◆ **CEL ZADANIA 1**
Odpowiedz na trzy pytania do tekstu o Elblągu:
(a) Ile izb mieszkalnych powstało łącznie w ramach inwestycji przy ul. Nowowiejskiej?
(b) Jaki zakład był jedynym dużym zakładem pracy w Elblągu?
(c) Jaką kwotę uchwała nr 40/72 przeznaczyła na samo budownictwo mieszkaniowe?

◆ **PODANY TEKST**
Największą budową w drugiej połowie lat 60, było osiedle przy ul. Nowowiejskiej. W ciągu 4 lat od 1966 r. wybudowano 4 wieżowce 11 kondygnacyjne i 6 bloków 4 piętrowych. Był to obszar pomiędzy ul. Nowowiejską, Starowiejską (przed ustawą dekomunizacyjną Diaczenki) oraz Zajchowskiego. Po drugiej stronie ul. Nowowiejskiej, wybudowano prostopadłe do ulicy bloki 4 piętrowe przy ul. Bażyńskiego i Pilgrima. Ostatnim elementem były 4 wieżowce 11 kondygnacyjne przy ul. Władysława IV i 3 bloki 4 piętrowe. Łącznie w ramach tej gigantycznej inwestycji powstało 4 400 izb mieszkalnych. Część budynków SM “Sielanka” przekazała na potrzeby miasta Elbląga.

Można powiedzieć, że sytuacja Elbląga ogólnie jako miasta pod koniec lat 60 była niełatwa. Ówcześnie znajdował się na skraju województwa gdańskiego, stanowiąc zaplecze kadr dla jego przemysłu. W Elblągu jedynym dużym zakładem pracy był ZAMECH, znaczna część ludności nie miała pracy na miejscu. Brakowało również infrastruktury medycznej, komunalnej, oświatowej, handlowej i gastronomicznej. Brakowało więc pracy, miejsc w szkołach, szpitalach, czy też miejsc rozrywki. W żartach mówiono nawet, że w Elblągu “nawet nie ma gdzie umrzeć” – cmentarze były przepełnione, a nie wyznaczono nowego. Skutkiem tej trudnej sytuacji, był wybuch społecznego gniewu – w grudniu roku 1970 w Elblągu wybuchły strajki robotnicze, będące następstwem wydarzeń w Szczecinie i Trójmieście. Szczęściem w nieszczęściu w przeciwieństwie do pozostałych miast, udało uniknąć się znacznej liczby ofiar.

Wskutek tych wydarzeń i inicjatywy lokalnych działaczy, a konkretniej młodego I Sekretarza Komitetu Miasta i Powiatu PZPR Bolesława Smagały, który w kwietniu 1971 r. na konferencji partyjnej w Gdańsku, wygłosił śmiałe przemówienie przez Edwardem Gierkiem, w którym wypunktował problemy swojego miasta. Efektem tych starań, była Uchwała Rady Ministrów nr 40/72 z dnia 8 lutego 1972 r. w sprawie rozwoju i modernizacji Elbląga do roku 1975 i założeń na lata dalsze. Miała duże znaczenie dla rozwoju miasta, ponieważ tylko na samo budownictwo mieszkaniowe przeznaczono ogromną sumie 475 mln zł – założono budę 3167 mieszkań spółdzielczych. Oprócz tego uchwalono m.in.: budowę wielu nowych zakładów pracy, umieszczenie filii Politechniki Gdańskiej, budowę szpitala wojewódzkiego, dworca pks i wielu innych inwestycji, dzięki którym Elbląg otrzymał bazę do zostania miastem wojewódzkim w roku 1975.

◆ **CEL ZADANIA 2**
Przepisz, proszę, jako dwukolumnowy plik CSV wpisy od ich początku do wiersza zawierającego „827;116;998;246” włącznie, z kolumnami „polecenie” i „odpowiedź”. Daj jeden wiersz na każde polecenie, a jego treść i odpowiedź umieść w osobnych polach w cudzysłowie, z podziałami wierszy zamienionymi na spacje.

Wpisy z oznaczonymi ramkami:
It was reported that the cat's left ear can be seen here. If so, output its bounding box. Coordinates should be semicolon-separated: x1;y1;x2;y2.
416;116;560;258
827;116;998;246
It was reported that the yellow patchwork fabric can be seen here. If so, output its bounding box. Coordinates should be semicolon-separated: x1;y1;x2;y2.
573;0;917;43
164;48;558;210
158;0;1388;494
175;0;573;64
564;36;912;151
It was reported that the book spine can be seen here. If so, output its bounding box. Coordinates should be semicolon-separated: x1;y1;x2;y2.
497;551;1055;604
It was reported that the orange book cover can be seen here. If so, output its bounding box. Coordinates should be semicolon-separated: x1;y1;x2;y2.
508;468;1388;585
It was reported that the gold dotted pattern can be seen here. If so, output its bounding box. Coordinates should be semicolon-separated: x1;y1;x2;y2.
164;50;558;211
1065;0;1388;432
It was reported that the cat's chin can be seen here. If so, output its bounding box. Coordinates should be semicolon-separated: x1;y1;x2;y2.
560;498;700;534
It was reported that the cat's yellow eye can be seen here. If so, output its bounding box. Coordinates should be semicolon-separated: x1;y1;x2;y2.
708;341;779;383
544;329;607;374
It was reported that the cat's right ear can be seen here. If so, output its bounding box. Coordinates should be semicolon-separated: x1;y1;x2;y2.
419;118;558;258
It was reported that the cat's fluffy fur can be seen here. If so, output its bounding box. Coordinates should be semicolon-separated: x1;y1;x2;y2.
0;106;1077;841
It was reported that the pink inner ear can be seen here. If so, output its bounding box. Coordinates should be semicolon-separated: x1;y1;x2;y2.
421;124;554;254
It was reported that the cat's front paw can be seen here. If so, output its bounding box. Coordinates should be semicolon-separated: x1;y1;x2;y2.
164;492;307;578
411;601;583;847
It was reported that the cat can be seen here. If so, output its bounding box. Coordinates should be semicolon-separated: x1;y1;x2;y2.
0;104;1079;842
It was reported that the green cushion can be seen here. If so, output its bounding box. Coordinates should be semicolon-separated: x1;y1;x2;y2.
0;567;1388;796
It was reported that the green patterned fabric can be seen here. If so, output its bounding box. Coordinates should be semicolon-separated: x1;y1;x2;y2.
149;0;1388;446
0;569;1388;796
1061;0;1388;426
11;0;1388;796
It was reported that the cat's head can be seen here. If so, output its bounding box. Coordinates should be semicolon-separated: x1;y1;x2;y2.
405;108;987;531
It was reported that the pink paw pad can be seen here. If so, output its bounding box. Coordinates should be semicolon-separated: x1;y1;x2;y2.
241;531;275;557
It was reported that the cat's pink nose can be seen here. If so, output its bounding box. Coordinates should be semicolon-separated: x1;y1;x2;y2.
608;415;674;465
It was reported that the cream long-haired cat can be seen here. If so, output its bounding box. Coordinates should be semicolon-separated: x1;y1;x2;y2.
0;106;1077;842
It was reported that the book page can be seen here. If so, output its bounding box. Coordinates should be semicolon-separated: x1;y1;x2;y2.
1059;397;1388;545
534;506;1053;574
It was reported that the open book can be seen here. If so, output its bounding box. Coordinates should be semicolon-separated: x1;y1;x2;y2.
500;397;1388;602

◆ **WYNIK ĆWICZENIA 1**
(a) 4 400 izb mieszkalnych.
(b) ZAMECH.
(c) 475 mln zł.

◆ **WYNIK ĆWICZENIA 2**
polecenie,odpowiedź
"It was reported that the cat's left ear can be seen here. If so, output its bounding box. Coordinates should be semicolon-separated: x1;y1;x2;y2.","416;116;560;258 827;116;998;246"